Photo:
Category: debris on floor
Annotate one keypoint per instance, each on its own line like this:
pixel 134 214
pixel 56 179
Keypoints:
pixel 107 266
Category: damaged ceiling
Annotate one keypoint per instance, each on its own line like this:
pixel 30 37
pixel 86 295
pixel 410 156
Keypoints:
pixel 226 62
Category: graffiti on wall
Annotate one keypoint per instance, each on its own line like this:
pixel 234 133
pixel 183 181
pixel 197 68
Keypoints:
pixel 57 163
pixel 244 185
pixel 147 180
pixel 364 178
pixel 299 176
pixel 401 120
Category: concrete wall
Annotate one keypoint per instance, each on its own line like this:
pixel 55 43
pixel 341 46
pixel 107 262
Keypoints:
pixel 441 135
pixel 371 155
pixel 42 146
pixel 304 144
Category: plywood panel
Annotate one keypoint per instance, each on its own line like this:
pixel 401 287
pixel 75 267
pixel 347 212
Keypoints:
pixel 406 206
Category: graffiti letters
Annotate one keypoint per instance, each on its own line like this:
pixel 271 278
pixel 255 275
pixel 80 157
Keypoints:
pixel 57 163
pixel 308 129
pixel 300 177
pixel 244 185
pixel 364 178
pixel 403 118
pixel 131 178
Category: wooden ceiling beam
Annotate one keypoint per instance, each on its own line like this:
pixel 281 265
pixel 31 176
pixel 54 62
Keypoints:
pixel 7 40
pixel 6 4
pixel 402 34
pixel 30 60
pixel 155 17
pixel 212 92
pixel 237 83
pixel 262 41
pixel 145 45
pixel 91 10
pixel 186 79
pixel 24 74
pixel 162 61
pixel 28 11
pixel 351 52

* * *

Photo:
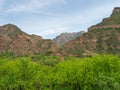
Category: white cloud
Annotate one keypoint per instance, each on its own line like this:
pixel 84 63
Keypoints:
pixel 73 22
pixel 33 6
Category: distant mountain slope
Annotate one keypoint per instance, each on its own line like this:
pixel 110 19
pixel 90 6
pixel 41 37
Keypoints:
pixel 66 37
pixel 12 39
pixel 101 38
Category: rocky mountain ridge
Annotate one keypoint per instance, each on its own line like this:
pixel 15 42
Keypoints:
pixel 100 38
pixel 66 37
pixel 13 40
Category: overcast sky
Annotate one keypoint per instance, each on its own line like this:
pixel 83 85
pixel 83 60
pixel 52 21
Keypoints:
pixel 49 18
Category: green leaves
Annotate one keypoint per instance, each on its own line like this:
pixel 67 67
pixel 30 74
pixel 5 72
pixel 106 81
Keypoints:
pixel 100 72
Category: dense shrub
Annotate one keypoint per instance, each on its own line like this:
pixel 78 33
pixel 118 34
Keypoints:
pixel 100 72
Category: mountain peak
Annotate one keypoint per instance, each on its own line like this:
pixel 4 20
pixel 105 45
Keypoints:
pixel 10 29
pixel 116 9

...

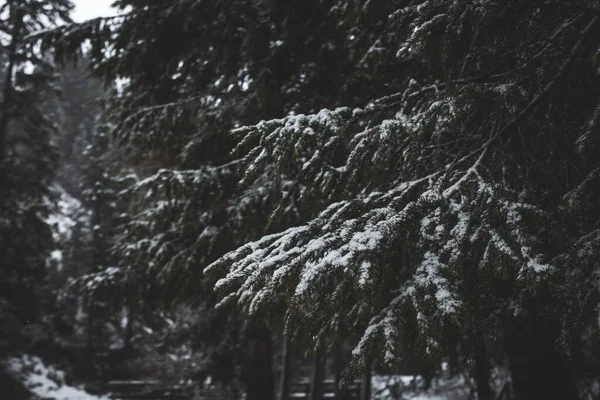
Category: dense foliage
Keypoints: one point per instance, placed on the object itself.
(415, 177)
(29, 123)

**The problem**
Repeat exactly the lines above from the one with "Category: distant mountain slope" up to and including the one with "Category: dense shrub". No other line belongs in the reply.

**Task response**
Category: distant mountain slope
Annotate one keypoint per instance, each on its own line like this:
pixel 110 19
pixel 90 6
pixel 41 37
Keypoints:
pixel 66 37
pixel 12 39
pixel 101 38
Category: rocky mountain ridge
Annotate one keypoint per instance, each on its own line like this:
pixel 15 42
Keypoints:
pixel 100 38
pixel 66 37
pixel 13 40
Category: overcast sky
Annotate one keypoint per instance, each on its own line like this:
pixel 83 85
pixel 83 60
pixel 52 21
Keypoints:
pixel 49 18
Category: green leaves
Annotate one keypoint per instance, each on its own line like this:
pixel 67 67
pixel 30 74
pixel 5 72
pixel 106 81
Keypoints:
pixel 100 72
Category: dense shrub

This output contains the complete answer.